Set down every line of the records below without changing a single character.

Rows from a dataset
━━━━━━
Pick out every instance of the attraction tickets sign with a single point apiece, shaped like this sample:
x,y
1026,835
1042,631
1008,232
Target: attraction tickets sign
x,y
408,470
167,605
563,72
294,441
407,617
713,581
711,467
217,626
━━━━━━
| EXPECTED OUTPUT |
Pick out every instance of the attraction tickets sign with a single point apiece, shaped like this sample:
x,y
1026,835
1042,631
1008,232
Target: attraction tickets sign
x,y
408,470
167,605
563,72
294,441
407,617
713,581
711,467
217,626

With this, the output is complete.